══ TRECHO DO DOCUMENTO ══
O curió nunca mais cantou (republicado)

Publicado por: Alena Cairo em: 30 junho, 2006

Trilha sonora do post: Aquarela

“Numa folha qualquer eu desenho um sol amarelo e com cinco ou seis retas é fácil fazer um castelo… num instante imagino uma linda gaivota a voar no céu.”

O tempo muitas vezes nos passa desapercebido. Ontem à tardinha, com o pôr-do-sol e a T.P.M. chegando, calculei-o. Faz já 11 (em 2011 são 16 anos). Então a sensação exata de um terço da minha vida caiu de forma bombástica sobre mim (hoje 44% da minha vida).

Ele era o galã. Bonitão. Todas as histórias falam disso. De um homem de 1,86 de altura, loiro, olhos cor de azeitona, braços fortes, peito largo, carro bonito. É, é a cara dele falar de carro bonito. Impossível esquecer a camisa aberta e o correntão de ouro contrastando com a loirice de seu peito. E o cabelo fino voando ao vento. Se eu fosse menino, seria o seu companheirão. Só que nasci mulher. E virei a sua princesinha.

Foram só dois anos em que fui filha única, mas os mimos me estragaram para todo-o-sempre-amém. “O que você quiser, eu faço por você, minha filha”. “Qualquer coisa, pode pedir a seu pai”. Frases mágicas. “Não peça nada a ninguém, seu pai faz tudo por você”. E fez.

Bebezinha, com dois anos ou três, eu já queria que ele tirasse todas as pessoas da praia, para ela ser só minha. Imagina! O mar era todo meu, porque Deus fizera ele “só para mim”. Assim ele dizia de todas as coisas. Íamos, então, às praias desertas. Minha mãe ajeitava a feijoada ou a farofa e cia para o churrasco e nós viajávamos para longíííínquas enseadas, afastadas do centro urbano, onde eles pescavam em paz e a gente aproveitava para se sentir o centro do universo. Pai, mãe e filha. Depois, mais duas meninas. Itacimirim, Guarajuba, Barra do Jacuípe, a própria Praia do Flamengo, há 30 anos, era deserta. Lembro de irmos a Stella Maris pescar atrás do velho hotel abandonado. E não pensem que ele ficava absorto, não: cuidava da minha varinha de bambu também, que era grande demais para uma menina tão pequena ainda(talvez por isso eu tenha esta megalomania – risos).

“Pinto um barco a vela branco, navegando, é tanto céu e mar num beijo azul”

Amava muito o mar. Os barcos. Os trens. O avião. Os discos voadores. E a pipa colorida no céu, que eu também empinei com ele.

“Tudo em volta colorindo com suas luzes a piscar. Basta imaginar e ele está partindo, sereno indo, e, se a gente quiser, ele vai pousar.”

Livre arbítrio. Com ele aprendi que muitos caminhos diferentes levam ao mesmo lugar, que a rotina pode ser diferente todo dia. E que há também muitos diferentes lugares, porque o mundo é grande e pode caber num círculo de um compasso. Sim, ele gostava de desenhar.
═══
**INSTRUÇÕES DO EXERCÍCIO**
Prossiga a crônica de memórias sobre o pai a partir da última frase apresentada.
══ TRECHOS DOS ITENS ══
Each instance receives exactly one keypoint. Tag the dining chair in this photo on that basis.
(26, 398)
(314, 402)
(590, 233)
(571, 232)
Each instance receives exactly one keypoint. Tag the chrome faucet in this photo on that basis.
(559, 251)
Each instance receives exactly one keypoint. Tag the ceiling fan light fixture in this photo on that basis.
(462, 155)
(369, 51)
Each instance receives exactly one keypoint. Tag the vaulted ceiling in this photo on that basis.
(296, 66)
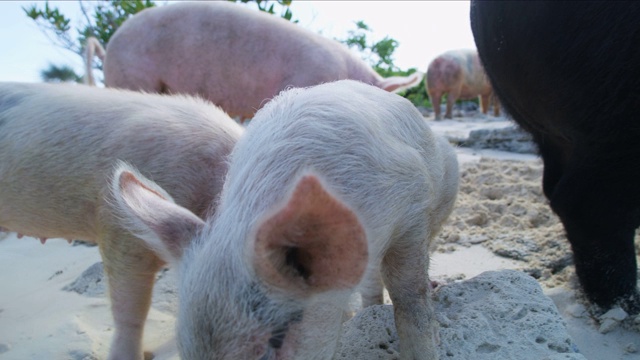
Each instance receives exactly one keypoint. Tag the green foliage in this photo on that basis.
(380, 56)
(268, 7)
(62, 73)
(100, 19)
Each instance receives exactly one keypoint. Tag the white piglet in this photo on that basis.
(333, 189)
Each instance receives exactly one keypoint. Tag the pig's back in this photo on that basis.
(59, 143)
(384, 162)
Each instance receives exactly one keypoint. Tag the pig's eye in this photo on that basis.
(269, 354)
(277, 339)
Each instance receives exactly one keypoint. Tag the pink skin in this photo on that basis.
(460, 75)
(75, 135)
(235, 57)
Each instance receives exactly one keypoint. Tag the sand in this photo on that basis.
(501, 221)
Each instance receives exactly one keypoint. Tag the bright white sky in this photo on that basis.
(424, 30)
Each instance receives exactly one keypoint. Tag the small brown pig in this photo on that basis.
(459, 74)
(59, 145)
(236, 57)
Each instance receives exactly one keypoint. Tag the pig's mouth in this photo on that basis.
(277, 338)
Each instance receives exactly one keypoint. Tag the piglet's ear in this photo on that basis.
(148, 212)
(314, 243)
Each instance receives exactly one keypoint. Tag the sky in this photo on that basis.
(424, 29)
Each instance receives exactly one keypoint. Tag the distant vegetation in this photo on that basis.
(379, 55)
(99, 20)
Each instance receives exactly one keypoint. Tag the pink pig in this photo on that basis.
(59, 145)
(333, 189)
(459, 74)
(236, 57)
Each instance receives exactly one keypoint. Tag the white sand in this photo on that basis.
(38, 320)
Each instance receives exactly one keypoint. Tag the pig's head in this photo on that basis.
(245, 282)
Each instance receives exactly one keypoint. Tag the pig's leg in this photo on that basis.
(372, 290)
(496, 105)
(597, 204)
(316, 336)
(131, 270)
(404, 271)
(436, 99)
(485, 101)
═══
══ TRECHOS DOS ITENS ══
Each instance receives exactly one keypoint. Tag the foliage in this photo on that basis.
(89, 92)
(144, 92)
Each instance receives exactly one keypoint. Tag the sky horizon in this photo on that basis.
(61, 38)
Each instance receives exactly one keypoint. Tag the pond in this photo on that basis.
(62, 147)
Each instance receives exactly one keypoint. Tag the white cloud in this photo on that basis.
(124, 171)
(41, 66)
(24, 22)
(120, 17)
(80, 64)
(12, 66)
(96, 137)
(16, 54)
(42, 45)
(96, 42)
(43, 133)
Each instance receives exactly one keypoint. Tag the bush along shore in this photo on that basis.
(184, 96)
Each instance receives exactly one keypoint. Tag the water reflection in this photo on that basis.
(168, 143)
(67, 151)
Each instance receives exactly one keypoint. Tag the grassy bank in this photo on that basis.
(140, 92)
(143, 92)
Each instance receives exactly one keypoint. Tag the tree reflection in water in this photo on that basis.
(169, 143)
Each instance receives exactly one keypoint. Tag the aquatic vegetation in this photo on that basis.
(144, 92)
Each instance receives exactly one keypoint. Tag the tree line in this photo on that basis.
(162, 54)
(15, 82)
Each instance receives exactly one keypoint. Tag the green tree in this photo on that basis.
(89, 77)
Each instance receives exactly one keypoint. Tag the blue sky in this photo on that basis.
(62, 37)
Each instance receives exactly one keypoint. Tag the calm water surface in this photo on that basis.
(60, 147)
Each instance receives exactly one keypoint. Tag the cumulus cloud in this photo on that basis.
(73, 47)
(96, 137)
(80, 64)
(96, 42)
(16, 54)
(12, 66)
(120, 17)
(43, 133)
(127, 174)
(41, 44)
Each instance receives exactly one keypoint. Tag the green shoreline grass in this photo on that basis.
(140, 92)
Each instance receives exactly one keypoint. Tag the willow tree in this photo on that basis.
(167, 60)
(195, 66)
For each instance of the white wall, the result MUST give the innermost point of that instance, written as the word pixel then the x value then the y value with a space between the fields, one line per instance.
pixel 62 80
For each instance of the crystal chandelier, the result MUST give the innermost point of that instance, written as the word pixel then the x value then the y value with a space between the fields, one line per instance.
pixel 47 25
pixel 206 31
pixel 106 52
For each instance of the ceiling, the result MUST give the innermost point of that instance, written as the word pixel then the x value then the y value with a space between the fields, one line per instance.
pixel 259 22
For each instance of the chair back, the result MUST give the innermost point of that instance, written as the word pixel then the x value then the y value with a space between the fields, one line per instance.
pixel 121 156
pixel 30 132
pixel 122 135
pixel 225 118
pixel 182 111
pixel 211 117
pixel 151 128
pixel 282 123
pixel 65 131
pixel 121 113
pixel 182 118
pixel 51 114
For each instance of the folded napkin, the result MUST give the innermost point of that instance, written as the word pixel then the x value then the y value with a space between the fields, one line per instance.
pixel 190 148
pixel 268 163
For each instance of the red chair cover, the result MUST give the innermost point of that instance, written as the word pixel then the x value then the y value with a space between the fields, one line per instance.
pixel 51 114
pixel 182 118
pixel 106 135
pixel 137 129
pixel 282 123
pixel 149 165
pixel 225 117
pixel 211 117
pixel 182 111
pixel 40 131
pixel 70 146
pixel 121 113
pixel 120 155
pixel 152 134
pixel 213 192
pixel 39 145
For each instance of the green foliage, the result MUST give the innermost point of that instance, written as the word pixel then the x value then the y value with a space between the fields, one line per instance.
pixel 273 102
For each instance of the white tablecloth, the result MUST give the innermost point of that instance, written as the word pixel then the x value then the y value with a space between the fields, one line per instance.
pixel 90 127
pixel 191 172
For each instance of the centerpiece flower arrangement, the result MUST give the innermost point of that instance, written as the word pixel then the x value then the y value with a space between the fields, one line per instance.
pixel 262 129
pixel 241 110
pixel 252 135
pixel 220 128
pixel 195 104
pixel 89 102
═══
**RESULTADO DO EXERCÍCIO**
Lá em casa, era uma sinfonia de curiós, seu passarinho preferido. E as gaiolas eram lindas, todas douradas. Me lembro do som sony prateado e do gosto por eletrônica que dele herdei. Havia um tal de um LP chamado O canto do curió que, segundo ele, servia para os bichinhos aprenderem a cantar. E a gente ouvia isso no finde a manhã inteira, quando parávamos em casa – coisa rara.

Sua máquina Olivetti era só nossa. Só nós dois datilografávamos. Ninguém mais pegava nela e aquele era talvez um símbolo secreto de uma confiança entre pai e filha que só os mais felizes conhecem: cumplicidade.

Ganhei Atari e a criatura superou o criador: eu, moleca, vencia todas as partidas de Pitfal e River Raid. No Enduro, ele era melhor.

Ensinou-me o nome de todos os carros e brincávamos de adivinhar qual seria o próximo a passar: chevette, fiat, caravan, puma, brasília, fusca, parati, dodge… eu sabia todos. Eu gostava, por isso, era de brincar de carrinhos com meu primo da mesma idade, sonhava com meu puma que ele me prometia para quando eu crescesse e virasse uma “cocota”,  mas também me lembro do dia em que ele me pegou dando de mamar à boneca feijãozinho verdinha de mão rosa e touca, na fila do ferry-boat, e se enterneceu. “Que bunitinho…Olhe, Ane, ela tá dando de mamar à bonequinha” . Senti tanta vergonha do peito que precisei virar mulher para deixar de senti-la.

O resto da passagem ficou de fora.